EXERCISE GOAL: Output the records exactly. Include every line.

-- start of RECORD SET --

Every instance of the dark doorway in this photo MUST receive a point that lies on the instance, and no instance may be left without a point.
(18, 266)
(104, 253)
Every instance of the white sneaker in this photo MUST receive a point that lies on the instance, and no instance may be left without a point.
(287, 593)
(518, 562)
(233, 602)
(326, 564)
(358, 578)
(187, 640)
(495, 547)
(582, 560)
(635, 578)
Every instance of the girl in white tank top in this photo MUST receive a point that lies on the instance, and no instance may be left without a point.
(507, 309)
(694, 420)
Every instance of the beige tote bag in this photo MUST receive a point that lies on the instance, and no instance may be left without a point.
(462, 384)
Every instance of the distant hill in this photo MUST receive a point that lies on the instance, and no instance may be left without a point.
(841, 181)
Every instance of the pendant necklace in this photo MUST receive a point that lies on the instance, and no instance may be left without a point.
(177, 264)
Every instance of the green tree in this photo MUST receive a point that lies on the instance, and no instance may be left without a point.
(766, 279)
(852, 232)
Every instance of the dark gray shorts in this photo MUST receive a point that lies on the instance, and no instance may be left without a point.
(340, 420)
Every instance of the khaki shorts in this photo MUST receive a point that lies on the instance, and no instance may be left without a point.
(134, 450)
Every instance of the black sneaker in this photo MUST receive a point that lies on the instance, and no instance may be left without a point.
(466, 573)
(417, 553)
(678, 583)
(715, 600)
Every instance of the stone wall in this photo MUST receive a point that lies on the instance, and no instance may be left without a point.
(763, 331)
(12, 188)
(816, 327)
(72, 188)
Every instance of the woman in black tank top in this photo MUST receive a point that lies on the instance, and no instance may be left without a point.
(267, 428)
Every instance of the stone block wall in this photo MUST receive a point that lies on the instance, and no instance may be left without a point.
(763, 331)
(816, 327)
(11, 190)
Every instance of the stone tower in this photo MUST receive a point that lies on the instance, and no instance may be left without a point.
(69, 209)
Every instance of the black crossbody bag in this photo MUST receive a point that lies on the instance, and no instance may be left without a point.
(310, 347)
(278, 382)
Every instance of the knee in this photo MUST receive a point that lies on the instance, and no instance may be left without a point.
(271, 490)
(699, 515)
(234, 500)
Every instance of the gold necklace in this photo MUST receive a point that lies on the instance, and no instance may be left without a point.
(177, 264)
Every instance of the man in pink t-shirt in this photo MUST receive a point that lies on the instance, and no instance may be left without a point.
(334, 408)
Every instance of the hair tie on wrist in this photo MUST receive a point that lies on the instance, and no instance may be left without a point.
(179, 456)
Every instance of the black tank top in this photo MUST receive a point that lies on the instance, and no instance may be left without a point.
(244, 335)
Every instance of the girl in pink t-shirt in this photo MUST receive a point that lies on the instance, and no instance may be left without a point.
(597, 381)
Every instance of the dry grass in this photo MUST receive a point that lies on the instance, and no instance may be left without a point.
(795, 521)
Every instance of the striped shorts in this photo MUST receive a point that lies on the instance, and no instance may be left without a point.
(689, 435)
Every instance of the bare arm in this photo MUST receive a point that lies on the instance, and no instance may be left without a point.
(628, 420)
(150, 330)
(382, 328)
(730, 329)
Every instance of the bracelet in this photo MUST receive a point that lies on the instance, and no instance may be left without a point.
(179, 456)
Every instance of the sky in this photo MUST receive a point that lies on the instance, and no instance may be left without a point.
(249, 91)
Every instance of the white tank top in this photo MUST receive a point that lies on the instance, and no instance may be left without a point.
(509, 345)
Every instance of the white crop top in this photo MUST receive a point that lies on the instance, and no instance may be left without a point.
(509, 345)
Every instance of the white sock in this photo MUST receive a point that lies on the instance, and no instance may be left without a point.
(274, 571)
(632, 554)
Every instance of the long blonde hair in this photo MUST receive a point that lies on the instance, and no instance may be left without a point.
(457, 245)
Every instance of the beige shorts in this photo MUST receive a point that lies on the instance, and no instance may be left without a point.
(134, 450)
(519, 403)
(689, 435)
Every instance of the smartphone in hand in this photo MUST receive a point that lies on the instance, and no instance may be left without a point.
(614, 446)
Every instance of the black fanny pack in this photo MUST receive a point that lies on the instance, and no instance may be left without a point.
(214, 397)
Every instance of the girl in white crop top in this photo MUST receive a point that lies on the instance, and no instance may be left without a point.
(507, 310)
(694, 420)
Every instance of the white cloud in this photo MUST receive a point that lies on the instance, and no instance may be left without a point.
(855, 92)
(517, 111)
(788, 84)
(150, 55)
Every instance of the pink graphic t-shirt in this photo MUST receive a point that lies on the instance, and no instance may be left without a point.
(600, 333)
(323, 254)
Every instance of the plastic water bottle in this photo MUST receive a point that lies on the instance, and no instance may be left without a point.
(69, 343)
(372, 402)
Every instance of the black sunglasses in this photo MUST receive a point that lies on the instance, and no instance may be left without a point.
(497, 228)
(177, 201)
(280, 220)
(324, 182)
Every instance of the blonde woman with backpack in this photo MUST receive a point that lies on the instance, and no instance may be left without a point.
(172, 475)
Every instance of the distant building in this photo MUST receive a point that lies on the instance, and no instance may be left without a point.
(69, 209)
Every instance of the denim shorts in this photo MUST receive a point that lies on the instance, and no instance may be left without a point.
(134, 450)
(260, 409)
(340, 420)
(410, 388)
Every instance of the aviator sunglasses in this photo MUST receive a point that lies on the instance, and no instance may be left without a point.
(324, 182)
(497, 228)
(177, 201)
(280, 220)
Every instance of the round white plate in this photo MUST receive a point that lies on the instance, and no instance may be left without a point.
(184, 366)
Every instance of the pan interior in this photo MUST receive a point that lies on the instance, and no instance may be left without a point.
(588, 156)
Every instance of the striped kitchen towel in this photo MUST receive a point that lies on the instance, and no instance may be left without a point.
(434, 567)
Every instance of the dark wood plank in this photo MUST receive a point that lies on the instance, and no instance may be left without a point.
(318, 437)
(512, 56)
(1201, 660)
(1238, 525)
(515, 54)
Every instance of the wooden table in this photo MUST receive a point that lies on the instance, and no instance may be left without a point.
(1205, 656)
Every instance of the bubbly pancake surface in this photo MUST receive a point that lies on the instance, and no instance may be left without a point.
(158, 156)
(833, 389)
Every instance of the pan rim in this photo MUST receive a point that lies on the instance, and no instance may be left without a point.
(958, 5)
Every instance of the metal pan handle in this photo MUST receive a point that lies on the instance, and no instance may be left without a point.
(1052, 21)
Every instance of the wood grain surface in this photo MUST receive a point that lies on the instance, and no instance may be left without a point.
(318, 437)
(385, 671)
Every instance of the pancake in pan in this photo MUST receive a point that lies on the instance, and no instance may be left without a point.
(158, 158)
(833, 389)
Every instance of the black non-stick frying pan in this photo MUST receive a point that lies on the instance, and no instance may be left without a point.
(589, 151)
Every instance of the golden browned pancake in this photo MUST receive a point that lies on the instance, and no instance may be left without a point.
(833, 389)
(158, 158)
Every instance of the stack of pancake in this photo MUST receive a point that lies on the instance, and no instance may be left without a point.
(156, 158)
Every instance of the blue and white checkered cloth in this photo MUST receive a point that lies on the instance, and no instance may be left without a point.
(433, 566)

-- end of RECORD SET --

WRITTEN ANSWER:
Every instance of the dark doorway in this photo MUST receive a point that lies on the instance, and no instance may be left without a point.
(18, 266)
(104, 253)
Every instance of the white sneaker in this photo MUST receive a point that lies on the instance, and no instance may be left without a point.
(287, 593)
(518, 562)
(233, 602)
(326, 564)
(358, 578)
(187, 640)
(495, 547)
(582, 560)
(635, 578)
Every instance of the girl in white tank top in this photo MUST receive a point that lies on the instance, and no instance may be left without a point.
(507, 309)
(694, 420)
Every instance of the beige tote bag in this photo MUST receive a point that lies on the instance, and no instance may be left without a point.
(462, 384)
Every instance of the distant hill in this photo MUST receive a point that lies on the instance, and no instance may be left without a point.
(841, 181)
Every instance of the pendant necklace in this photo MUST receive a point that lies on the instance, and no instance may be left without a point.
(177, 264)
Every instance of the green tree in this photo MUST receive a point that lies on the instance, and no instance may be left without a point.
(766, 279)
(852, 232)
Every instance of the dark gray shorts in this photo MUST receive a point that lies on the instance, and no instance may be left without a point.
(340, 420)
Every instance of the khaki shorts in this photo MUST receive a point that lies on the instance, and no instance may be left without a point.
(134, 450)
Every instance of the black sneaker in this photo MUST receive a point that lies on the instance, and no instance may be left without a point.
(466, 573)
(417, 553)
(678, 583)
(715, 600)
Every instance of the stone wall in this photo MUST receive a point that lies on the instance, and no instance may be left without a point.
(763, 331)
(12, 188)
(816, 327)
(72, 188)
Every instance of the woman in black tank top in this photo MUST receive a point that lies on the instance, and no instance may be left without a point.
(267, 428)
Every instance of the stone block wall in this photo MUST receive a point that lies on the instance, and no instance may be left without a point.
(763, 331)
(816, 327)
(11, 190)
Every instance of the stone tower in this photo MUST receive a point that lies on the instance, and no instance may be left without a point.
(69, 209)
Every instance of the black crossbody bag in this photo MUST receive a point that lies on the instance, and no instance may be left without a point.
(310, 347)
(278, 382)
Every instance of the knee in this photo MUST receive a point that lies on the instance, and no instance may be left without a point.
(271, 490)
(699, 515)
(234, 500)
Every instance of the gold necklace in this photo MUST receive a point that lies on the instance, and no instance may be left without a point.
(177, 264)
Every instance of the man in pink t-shirt in this photo MUST receive a point that lies on the instance, and no instance may be left without a point.
(334, 408)
Every instance of the hair tie on wrist in this photo MUST receive a point that lies on the instance, and no instance may be left without a point.
(179, 456)
Every instance of the black tank top in this photo MUST receive a point that lies on the instance, and no instance may be left without a point.
(244, 335)
Every instance of the girl in pink t-shirt in this photo MUST receive a point that lies on the instance, and no instance may be left without a point.
(597, 381)
Every instance of the dry grass in this photo MUST receive a point that lies on the instance, and no instance may be left without a point.
(795, 521)
Every instance of the striped shorts in this photo MUST receive a point that lies on the instance, and no instance may be left without a point.
(689, 435)
Every instance of the bare arm in this photo MUST receive a point that lies on the instance, and no instance may be left without a point.
(628, 420)
(150, 330)
(382, 328)
(730, 329)
Every instance of the bracelet in this photo MUST receive a point that lies on the instance, and no instance may be left without a point.
(179, 456)
Every instance of the sky in this photo MUST receive a point that lies on the instance, and no instance may be left without a point.
(249, 91)
Every instance of the white tank top in this photo MUST receive a point that lies on the instance, and no instance may be left without a point.
(509, 345)
Every instance of the white crop top in this photo MUST receive a point that lies on the instance, and no instance may be left without a point.
(509, 345)
Every instance of the white sock in this photo MUST receive a point that lies on the instance, and no instance may be left without a point.
(274, 571)
(632, 554)
Every instance of the long blonde hair in this photo MUST receive a point that lies on the instance, and no instance may be left without a point.
(457, 245)
Every instance of the beige shorts in this photo MUST receive a point that lies on the instance, and no instance may be left without a point.
(134, 450)
(519, 403)
(689, 435)
Every instance of the smartphone in hand in this photo MUST receive a point that lies on the instance, and no instance may be left without a point.
(614, 446)
Every instance of the black fanny pack in this photo MUST receive a point that lies on the instance, and no instance may be left without a point.
(214, 397)
Every instance of the girl in white crop top in this photo MUST receive a point that lies on the instance, and no instance may be left without a point.
(507, 310)
(694, 420)
Every instance of the white cloud in this photo MUST receive a point that lies on the instance, and no instance may be left without a point.
(855, 92)
(517, 111)
(788, 84)
(150, 55)
Every instance of the pink graphic t-shirt in this photo MUST receive a point that lies on the instance, and no instance may be left without a point.
(600, 333)
(323, 254)
Every instance of the plastic water bottle in this photo MUST receive a point that lies on the instance, and no instance may be left without a point.
(69, 343)
(372, 402)
Every instance of the black sunglasses in this photo MUST receive a point that lies on the instance, and no instance may be left without a point.
(497, 228)
(177, 201)
(280, 220)
(324, 182)
Every instance of the blonde woman with backpack in this photo MUST receive a point that lies on the instance, and no instance may be left without a point.
(172, 475)
Every instance of the distant building in this photo MUST receive a point that lies on the instance, and no instance may be left without a point.
(69, 209)
Every instance of the denim shorts in this photo MUST receive a point that lies on the instance, and no instance may be left without a point.
(134, 450)
(260, 409)
(340, 420)
(410, 388)
Every instance of the aviator sunglasses in this photo MUST receive a point that lies on the instance, and no instance may be left without a point.
(324, 182)
(497, 228)
(177, 201)
(280, 220)
Every instance of the round white plate in this photo MUST receive a point that lies on the instance, and no instance may be left without a point.
(184, 366)
Every instance of the pan interior in this photo MUST receive a point that lies on the instance, and no instance may be left without a point.
(588, 156)
Every instance of the striped kitchen towel in this photo MUST receive a point that lies on the instance, and no instance may be left without a point.
(434, 567)
Every instance of the dark wood plank in this photo MUST receive a point that lies on the instance, and no instance may be left without a point.
(318, 437)
(512, 56)
(1201, 660)
(1238, 525)
(515, 54)
Every instance of the wooden table in this photo MUST receive a point that lies on the instance, and no instance may be left without a point.
(1205, 656)
Every instance of the bubbly pancake surface in this photo MUST receive a point that lies on the instance, and no instance may be left without a point.
(158, 156)
(833, 389)
Every instance of the pan rim in this photo MUST receive a point that lies on the instance, and no instance may be left without a point.
(958, 5)
Every instance of the metal pan handle in this photo MUST receive a point that lies on the instance, and no instance may be left without a point.
(1052, 21)
Every instance of the wood grain surface in this photo MUST receive a point that lies on the instance, and no instance may be left without a point.
(318, 437)
(385, 671)
Every instance of the pancake in pan in this photo MUST receive a point that lies on the instance, and no instance may be left without a point.
(158, 158)
(833, 389)
Every instance of the black non-stick frying pan in this photo MUST receive a point that lies on the instance, and no instance may be left without a point.
(589, 151)
Every instance of the golden browned pancake in this photo MUST receive a point that lies on the instance, and no instance may be left without a point.
(833, 389)
(158, 158)
Every instance of the stack of pancake in this photo MUST receive a point that lies on the instance, and no instance may be left without a point.
(156, 158)
Every instance of the blue and white checkered cloth in this photo MUST receive a point that lies on the instance, and no instance may be left without a point.
(433, 566)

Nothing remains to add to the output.